**STORED DATA:**
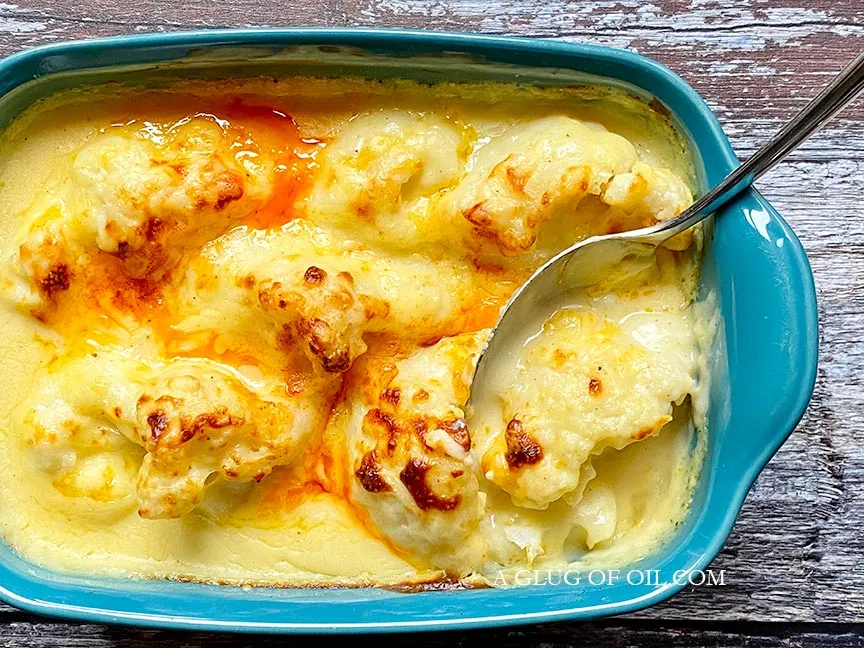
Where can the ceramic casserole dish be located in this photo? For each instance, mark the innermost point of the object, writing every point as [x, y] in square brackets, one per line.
[763, 363]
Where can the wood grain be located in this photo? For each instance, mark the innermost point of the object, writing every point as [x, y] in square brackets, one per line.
[797, 552]
[614, 634]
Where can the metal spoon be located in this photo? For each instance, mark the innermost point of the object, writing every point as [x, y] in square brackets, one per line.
[586, 262]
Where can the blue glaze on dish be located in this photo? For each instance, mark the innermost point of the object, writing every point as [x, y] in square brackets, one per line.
[763, 370]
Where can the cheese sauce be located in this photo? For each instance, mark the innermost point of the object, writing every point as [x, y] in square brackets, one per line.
[241, 320]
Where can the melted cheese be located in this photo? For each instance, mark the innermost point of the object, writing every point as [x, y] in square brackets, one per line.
[246, 316]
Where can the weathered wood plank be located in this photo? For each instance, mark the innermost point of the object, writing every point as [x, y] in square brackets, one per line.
[616, 634]
[796, 553]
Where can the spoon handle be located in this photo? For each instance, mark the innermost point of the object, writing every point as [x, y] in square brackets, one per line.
[843, 89]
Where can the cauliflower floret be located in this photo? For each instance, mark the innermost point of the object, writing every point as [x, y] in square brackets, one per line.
[543, 169]
[328, 294]
[380, 171]
[326, 312]
[196, 420]
[587, 382]
[143, 200]
[409, 453]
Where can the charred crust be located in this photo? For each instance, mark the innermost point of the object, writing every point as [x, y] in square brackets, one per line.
[522, 448]
[212, 420]
[314, 275]
[57, 280]
[369, 474]
[316, 331]
[385, 421]
[391, 395]
[413, 476]
[152, 228]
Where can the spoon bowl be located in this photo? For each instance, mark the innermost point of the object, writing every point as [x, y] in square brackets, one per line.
[588, 262]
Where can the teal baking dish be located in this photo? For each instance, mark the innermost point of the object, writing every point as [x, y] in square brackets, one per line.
[763, 366]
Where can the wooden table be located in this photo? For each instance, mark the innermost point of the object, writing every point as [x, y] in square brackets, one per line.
[795, 562]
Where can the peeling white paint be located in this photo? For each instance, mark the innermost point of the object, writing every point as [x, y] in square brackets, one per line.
[14, 26]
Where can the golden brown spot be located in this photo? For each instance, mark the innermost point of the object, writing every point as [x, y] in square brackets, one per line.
[230, 188]
[57, 280]
[522, 448]
[385, 421]
[478, 215]
[413, 476]
[517, 179]
[316, 332]
[314, 275]
[285, 338]
[369, 474]
[212, 420]
[391, 395]
[643, 432]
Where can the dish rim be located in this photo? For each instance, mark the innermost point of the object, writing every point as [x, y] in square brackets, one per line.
[27, 65]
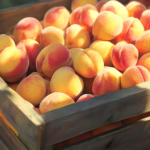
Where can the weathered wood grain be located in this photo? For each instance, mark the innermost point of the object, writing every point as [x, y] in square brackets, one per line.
[8, 139]
[75, 119]
[22, 117]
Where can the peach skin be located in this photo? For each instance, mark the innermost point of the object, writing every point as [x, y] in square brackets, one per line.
[6, 41]
[76, 37]
[124, 55]
[134, 75]
[107, 26]
[54, 101]
[104, 48]
[107, 80]
[85, 16]
[57, 17]
[66, 81]
[51, 35]
[88, 63]
[28, 28]
[32, 89]
[14, 64]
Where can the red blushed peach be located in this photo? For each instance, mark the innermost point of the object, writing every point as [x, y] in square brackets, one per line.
[124, 55]
[117, 8]
[57, 17]
[53, 57]
[107, 26]
[51, 35]
[134, 75]
[32, 49]
[135, 9]
[85, 16]
[88, 63]
[145, 19]
[78, 3]
[142, 43]
[76, 37]
[6, 41]
[107, 80]
[132, 30]
[66, 81]
[13, 64]
[104, 48]
[78, 138]
[54, 101]
[85, 97]
[28, 28]
[106, 128]
[32, 89]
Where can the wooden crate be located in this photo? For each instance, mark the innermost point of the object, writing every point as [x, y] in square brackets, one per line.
[40, 132]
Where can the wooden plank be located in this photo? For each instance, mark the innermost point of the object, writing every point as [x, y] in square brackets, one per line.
[20, 114]
[132, 137]
[9, 141]
[78, 118]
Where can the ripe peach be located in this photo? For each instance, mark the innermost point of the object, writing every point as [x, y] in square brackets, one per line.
[57, 17]
[53, 57]
[107, 80]
[28, 28]
[51, 35]
[76, 37]
[32, 89]
[6, 41]
[124, 55]
[85, 16]
[54, 101]
[107, 26]
[104, 48]
[88, 63]
[134, 75]
[66, 81]
[13, 64]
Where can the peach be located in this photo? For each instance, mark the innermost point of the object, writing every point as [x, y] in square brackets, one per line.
[32, 48]
[76, 37]
[107, 26]
[57, 17]
[106, 128]
[51, 35]
[85, 16]
[13, 64]
[53, 57]
[117, 8]
[78, 3]
[107, 80]
[145, 61]
[28, 28]
[66, 81]
[142, 43]
[134, 75]
[104, 48]
[6, 41]
[85, 97]
[32, 89]
[132, 30]
[145, 19]
[88, 63]
[124, 55]
[135, 9]
[54, 101]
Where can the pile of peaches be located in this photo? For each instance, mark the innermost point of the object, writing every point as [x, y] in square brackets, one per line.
[98, 48]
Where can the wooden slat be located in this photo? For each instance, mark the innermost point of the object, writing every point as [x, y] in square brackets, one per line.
[75, 119]
[132, 137]
[22, 117]
[8, 139]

**SHORT PROBLEM:** Can you arrange all of the rows above as a two-column CSV with the headers input and output, one line for each text together with its answer, where every field is in double quotes and line breaks inside a field become spaces? Leave out the pictures.

**ANSWER IN FULL:**
input,output
"Where can the ceramic casserole dish be located in this photo? For each instance, mark the innermost point of the object, writing every point as [x, y] in square brackets, one per line.","[763, 363]"
"Where can the wood grain be located in this photo? For each instance, mark the innermost point of the object, writing every point as [x, y] in square brackets, one per line.","[797, 552] [614, 634]"
"Where can the metal spoon be located in this photo? For each instance, mark the innermost point of the object, writing every point as [x, y] in square brackets, one per line.","[586, 262]"
"Where can the blue glaze on dish be located in this photo? For each instance, mark the innermost point of the object, writing every point as [x, y] in square brackets, one per line.","[763, 370]"
"Where can the cheese sauce be located in this photo? For each instance, mark the innermost point of the object, writing every point as [x, y] in square brackets, one per line.","[241, 320]"
"Where can the melted cheese be located in this photo? For each instance, mark the innermost point of the object, writing every point as [x, y] in square brackets, one per line.","[246, 316]"
"Where can the weathered wood plank be located in this photo? For each instance, mark the innermost point of the object, writing every point as [x, y] in square brackets, one per line.","[616, 634] [796, 553]"
"Where can the spoon handle be located in this photo? For each instance, mark the innermost point of the object, writing every point as [x, y] in square brackets, one per line.","[843, 89]"
"Where can the cauliflower floret be located in this photo? For each instance, mark the innermost point of the object, writing every point as [x, y] in square brackets, one per line.","[543, 169] [328, 294] [380, 171] [326, 312] [196, 420] [587, 382] [143, 200] [409, 453]"
"Where can the charred crust be located in this photo? For each instance, mark the innermost point of the object, writing every point as [x, y] in square brackets, one per line.","[522, 448] [212, 420] [314, 275] [57, 280] [369, 474] [316, 331] [385, 421] [391, 395] [413, 476] [152, 228]"
"Where can the spoon bowl be located in this photo? For each instance, mark the innermost point of the object, writing every point as [x, y] in square brackets, one per line.","[588, 262]"
"Where can the teal baking dish be located in this photo? For each instance, mark the innermost point of the object, writing every point as [x, y] in square brackets, one per line.","[763, 366]"
"Where can the wooden table be located in this photo? For each instance, mark the innermost point of the object, writing every point as [x, y] in square brackets, one per line.","[795, 562]"
"Where can the peeling white paint be located in this photo? For each instance, mark the innermost point of the object, writing every point as [x, y] in square brackets, one per line.","[14, 26]"
"Where can the golden brown spot be located in this photo? For each instance, mark the innermost point of the object, writing every point as [x, y] in square brackets, one per line.","[230, 188] [57, 280] [522, 448] [385, 421] [478, 215] [413, 476] [517, 179] [316, 332] [314, 275] [285, 338] [369, 474] [212, 420] [391, 395] [643, 432]"
"Where can the dish rim be located in this photo? For each instance, mark the innermost point of the object, writing every point as [x, y] in square brackets, one per line.","[27, 65]"
"Where can the weathered wood grain be located in this photo? For each instance, mark the innermost point of the object, writing every point as [x, y] in square brackets, one per line.","[8, 139] [75, 119] [22, 117]"
"Where can the peach skin be located in this photo? For each instance, mark the innermost point of the object, writing every point as [x, y] in square brackets, one per line.","[6, 41] [76, 37] [124, 55] [134, 75] [107, 26] [54, 101] [104, 48] [107, 80] [85, 16] [57, 17] [66, 81] [51, 35] [88, 63] [28, 28] [32, 89] [14, 64]"
"Where can the red blushed peach be located in this photo? For each instance, mark the innermost point of the object, writing every point as [x, y] in square brackets, one per line.","[124, 55] [117, 8] [57, 17] [53, 57] [107, 26] [51, 35] [134, 75] [32, 49] [135, 9] [85, 16] [88, 63] [145, 19] [78, 3] [142, 43] [76, 37] [6, 41] [107, 80] [132, 30] [66, 81] [13, 64] [104, 48] [78, 138] [54, 101] [85, 97] [28, 28] [106, 128] [32, 89]"
"Where can the wooden crate be located in this photo? For each instance, mark the innermost point of the object, writing every point as [x, y] in square brackets, one per line.","[40, 132]"
"Where can the wooden plank be located in this photo? For each instance, mark the innermost point of the object, writing every point as [x, y] in square brackets, one per line.","[20, 114] [132, 137] [9, 141] [78, 118]"
"Where can the ripe peach be located in this photo? For each instance, mark the innermost point of the object, writing every point as [x, y] in square brackets, one per line.","[57, 17] [53, 57] [107, 80] [28, 28] [51, 35] [76, 37] [32, 89] [6, 41] [124, 55] [85, 16] [54, 101] [107, 26] [104, 48] [88, 63] [134, 75] [66, 81] [13, 64]"
"Where can the peach be located in this photo? For each instance, mark the innermost point of the object, writing every point as [x, y] in square brackets, one per line.","[32, 48] [76, 37] [107, 26] [57, 17] [106, 128] [51, 35] [85, 16] [13, 64] [53, 57] [117, 8] [78, 3] [107, 80] [145, 61] [28, 28] [66, 81] [142, 43] [134, 75] [104, 48] [6, 41] [85, 97] [32, 89] [132, 30] [145, 19] [88, 63] [124, 55] [135, 9] [54, 101]"
"Where can the pile of peaches be located in this photo? For each instance, mark the innermost point of the object, writing every point as [x, y] in square brackets, one per line.","[98, 48]"
"Where can the wooden slat be located in this photo? For each instance, mark the innermost point of the object, writing every point as [x, y] in square brackets, one per line.","[75, 119] [132, 137] [22, 117] [8, 139]"